# RECORD SET start

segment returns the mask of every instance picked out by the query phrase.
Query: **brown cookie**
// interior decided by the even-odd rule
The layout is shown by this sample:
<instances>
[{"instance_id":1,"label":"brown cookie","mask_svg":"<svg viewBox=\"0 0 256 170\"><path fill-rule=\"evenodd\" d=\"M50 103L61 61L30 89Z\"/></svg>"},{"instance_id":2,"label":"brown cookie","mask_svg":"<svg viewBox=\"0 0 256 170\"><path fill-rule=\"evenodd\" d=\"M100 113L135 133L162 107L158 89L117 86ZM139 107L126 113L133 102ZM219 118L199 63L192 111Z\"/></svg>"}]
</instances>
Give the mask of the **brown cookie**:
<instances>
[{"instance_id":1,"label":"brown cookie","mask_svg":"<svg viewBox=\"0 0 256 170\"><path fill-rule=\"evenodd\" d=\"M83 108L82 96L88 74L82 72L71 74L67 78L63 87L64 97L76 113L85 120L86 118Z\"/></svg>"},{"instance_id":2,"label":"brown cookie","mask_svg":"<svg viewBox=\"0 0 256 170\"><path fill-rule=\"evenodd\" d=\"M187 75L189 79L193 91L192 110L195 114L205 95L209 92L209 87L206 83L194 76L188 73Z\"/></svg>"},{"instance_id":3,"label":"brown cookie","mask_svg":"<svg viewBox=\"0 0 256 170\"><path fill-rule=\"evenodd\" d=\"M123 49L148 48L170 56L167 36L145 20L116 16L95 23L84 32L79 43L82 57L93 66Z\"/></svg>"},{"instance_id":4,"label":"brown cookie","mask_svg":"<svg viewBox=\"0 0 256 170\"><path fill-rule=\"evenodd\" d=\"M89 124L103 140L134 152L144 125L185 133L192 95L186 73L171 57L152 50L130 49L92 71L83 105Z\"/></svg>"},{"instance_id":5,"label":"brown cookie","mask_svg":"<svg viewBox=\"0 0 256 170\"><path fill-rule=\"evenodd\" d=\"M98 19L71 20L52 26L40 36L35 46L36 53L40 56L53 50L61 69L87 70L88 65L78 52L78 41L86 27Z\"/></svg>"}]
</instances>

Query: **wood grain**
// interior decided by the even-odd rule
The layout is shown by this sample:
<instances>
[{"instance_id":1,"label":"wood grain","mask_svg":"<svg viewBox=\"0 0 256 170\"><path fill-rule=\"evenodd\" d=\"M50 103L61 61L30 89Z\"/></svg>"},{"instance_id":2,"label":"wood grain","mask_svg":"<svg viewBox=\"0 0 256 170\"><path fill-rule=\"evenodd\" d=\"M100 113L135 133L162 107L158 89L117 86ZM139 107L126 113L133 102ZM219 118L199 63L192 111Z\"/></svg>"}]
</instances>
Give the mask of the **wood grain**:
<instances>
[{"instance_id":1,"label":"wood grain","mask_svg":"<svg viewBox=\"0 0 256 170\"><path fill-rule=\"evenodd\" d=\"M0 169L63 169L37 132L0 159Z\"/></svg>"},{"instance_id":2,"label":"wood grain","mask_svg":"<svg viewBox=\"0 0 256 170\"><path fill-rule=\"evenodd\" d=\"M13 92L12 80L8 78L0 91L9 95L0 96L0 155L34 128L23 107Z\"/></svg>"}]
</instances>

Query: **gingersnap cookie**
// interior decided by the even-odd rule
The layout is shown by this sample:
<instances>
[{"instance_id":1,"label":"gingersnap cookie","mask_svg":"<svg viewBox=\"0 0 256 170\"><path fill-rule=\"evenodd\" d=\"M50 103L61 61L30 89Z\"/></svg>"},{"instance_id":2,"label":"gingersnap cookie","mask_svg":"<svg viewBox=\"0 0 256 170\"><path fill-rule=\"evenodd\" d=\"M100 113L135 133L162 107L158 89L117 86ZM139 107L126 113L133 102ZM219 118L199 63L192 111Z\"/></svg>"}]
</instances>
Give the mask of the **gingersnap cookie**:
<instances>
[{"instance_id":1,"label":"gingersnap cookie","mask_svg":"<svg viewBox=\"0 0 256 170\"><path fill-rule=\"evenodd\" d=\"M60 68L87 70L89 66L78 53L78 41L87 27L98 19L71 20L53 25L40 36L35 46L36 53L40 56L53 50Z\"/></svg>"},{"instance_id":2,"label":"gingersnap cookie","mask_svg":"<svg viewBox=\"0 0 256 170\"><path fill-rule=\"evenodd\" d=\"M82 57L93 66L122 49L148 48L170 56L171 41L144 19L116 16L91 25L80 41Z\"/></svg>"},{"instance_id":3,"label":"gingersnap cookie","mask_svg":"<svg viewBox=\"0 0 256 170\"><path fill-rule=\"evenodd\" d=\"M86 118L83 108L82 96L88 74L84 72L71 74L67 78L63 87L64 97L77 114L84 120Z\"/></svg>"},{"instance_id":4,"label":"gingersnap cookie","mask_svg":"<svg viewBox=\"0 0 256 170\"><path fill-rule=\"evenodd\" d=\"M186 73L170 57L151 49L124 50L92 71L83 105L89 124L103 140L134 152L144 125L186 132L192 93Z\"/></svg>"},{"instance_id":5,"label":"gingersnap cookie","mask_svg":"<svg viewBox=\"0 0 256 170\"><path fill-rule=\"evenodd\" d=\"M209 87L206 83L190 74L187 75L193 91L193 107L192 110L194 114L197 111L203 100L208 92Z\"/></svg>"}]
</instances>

# RECORD SET end

▸ **WHAT IS REQUIRED**: Put every line of the records above into a Markdown table with two columns, Row and Text. Number the rows in order and leave out blank lines.

▸ **ANSWER**:
| Row | Text |
|---|---|
| 1 | segment returns the mask of every instance picked out by the query phrase. |
| 2 | Query: **brown cookie** |
| 3 | // interior decided by the even-odd rule |
| 4 | The layout is shown by this sample: |
| 5 | <instances> |
| 6 | [{"instance_id":1,"label":"brown cookie","mask_svg":"<svg viewBox=\"0 0 256 170\"><path fill-rule=\"evenodd\" d=\"M50 103L61 61L30 89Z\"/></svg>"},{"instance_id":2,"label":"brown cookie","mask_svg":"<svg viewBox=\"0 0 256 170\"><path fill-rule=\"evenodd\" d=\"M100 113L135 133L162 107L158 89L117 86ZM139 107L126 113L133 102ZM219 118L199 63L192 111Z\"/></svg>"}] |
| 7 | </instances> |
| 8 | Give the mask of the **brown cookie**: |
| 9 | <instances> |
| 10 | [{"instance_id":1,"label":"brown cookie","mask_svg":"<svg viewBox=\"0 0 256 170\"><path fill-rule=\"evenodd\" d=\"M83 108L82 96L88 74L82 72L71 74L67 78L63 87L64 97L76 113L85 120L86 118Z\"/></svg>"},{"instance_id":2,"label":"brown cookie","mask_svg":"<svg viewBox=\"0 0 256 170\"><path fill-rule=\"evenodd\" d=\"M187 75L189 79L193 91L192 110L195 114L205 95L209 92L209 87L206 83L194 76L188 73Z\"/></svg>"},{"instance_id":3,"label":"brown cookie","mask_svg":"<svg viewBox=\"0 0 256 170\"><path fill-rule=\"evenodd\" d=\"M123 49L148 48L170 56L167 36L145 20L116 16L95 23L84 32L79 43L82 57L93 66Z\"/></svg>"},{"instance_id":4,"label":"brown cookie","mask_svg":"<svg viewBox=\"0 0 256 170\"><path fill-rule=\"evenodd\" d=\"M89 124L103 140L134 152L144 125L185 133L192 95L186 73L171 57L152 50L130 49L92 71L83 105Z\"/></svg>"},{"instance_id":5,"label":"brown cookie","mask_svg":"<svg viewBox=\"0 0 256 170\"><path fill-rule=\"evenodd\" d=\"M98 19L71 20L52 26L40 36L35 46L36 53L40 56L53 50L61 69L87 70L88 65L78 52L78 41L86 27Z\"/></svg>"}] |
| 11 | </instances> |
| 12 | Query: **wood grain** |
| 13 | // interior decided by the even-odd rule |
| 14 | The layout is shown by this sample: |
| 15 | <instances> |
| 16 | [{"instance_id":1,"label":"wood grain","mask_svg":"<svg viewBox=\"0 0 256 170\"><path fill-rule=\"evenodd\" d=\"M50 103L61 61L30 89Z\"/></svg>"},{"instance_id":2,"label":"wood grain","mask_svg":"<svg viewBox=\"0 0 256 170\"><path fill-rule=\"evenodd\" d=\"M100 113L135 133L162 107L158 89L117 86ZM139 107L126 113L133 102ZM219 118L199 63L192 111Z\"/></svg>"}] |
| 17 | </instances> |
| 18 | Give the mask of the **wood grain**: |
| 19 | <instances> |
| 20 | [{"instance_id":1,"label":"wood grain","mask_svg":"<svg viewBox=\"0 0 256 170\"><path fill-rule=\"evenodd\" d=\"M0 169L63 169L37 132L0 159Z\"/></svg>"},{"instance_id":2,"label":"wood grain","mask_svg":"<svg viewBox=\"0 0 256 170\"><path fill-rule=\"evenodd\" d=\"M13 92L12 80L8 78L0 91L9 95L0 96L0 155L34 128L23 107Z\"/></svg>"}] |
| 21 | </instances> |
| 22 | Query: **gingersnap cookie** |
| 23 | // interior decided by the even-odd rule |
| 24 | The layout is shown by this sample: |
| 25 | <instances> |
| 26 | [{"instance_id":1,"label":"gingersnap cookie","mask_svg":"<svg viewBox=\"0 0 256 170\"><path fill-rule=\"evenodd\" d=\"M50 103L61 61L30 89Z\"/></svg>"},{"instance_id":2,"label":"gingersnap cookie","mask_svg":"<svg viewBox=\"0 0 256 170\"><path fill-rule=\"evenodd\" d=\"M100 113L135 133L162 107L158 89L117 86ZM139 107L126 113L133 102ZM219 118L199 63L192 111Z\"/></svg>"}] |
| 27 | </instances> |
| 28 | Give the mask of the **gingersnap cookie**: |
| 29 | <instances> |
| 30 | [{"instance_id":1,"label":"gingersnap cookie","mask_svg":"<svg viewBox=\"0 0 256 170\"><path fill-rule=\"evenodd\" d=\"M60 68L87 70L89 66L78 53L78 41L87 27L98 19L71 20L53 25L40 36L35 46L36 53L40 56L53 50Z\"/></svg>"},{"instance_id":2,"label":"gingersnap cookie","mask_svg":"<svg viewBox=\"0 0 256 170\"><path fill-rule=\"evenodd\" d=\"M82 57L93 66L122 49L148 48L170 56L171 41L144 19L116 16L91 25L80 41Z\"/></svg>"},{"instance_id":3,"label":"gingersnap cookie","mask_svg":"<svg viewBox=\"0 0 256 170\"><path fill-rule=\"evenodd\" d=\"M86 118L83 108L82 96L88 74L84 72L71 74L67 78L63 87L64 97L77 114L84 120Z\"/></svg>"},{"instance_id":4,"label":"gingersnap cookie","mask_svg":"<svg viewBox=\"0 0 256 170\"><path fill-rule=\"evenodd\" d=\"M186 73L170 57L151 49L124 50L92 71L83 105L89 124L103 140L134 152L144 125L186 132L192 93Z\"/></svg>"},{"instance_id":5,"label":"gingersnap cookie","mask_svg":"<svg viewBox=\"0 0 256 170\"><path fill-rule=\"evenodd\" d=\"M209 87L206 83L190 74L187 75L193 91L193 107L192 110L194 114L197 111L203 100L208 92Z\"/></svg>"}] |
| 31 | </instances> |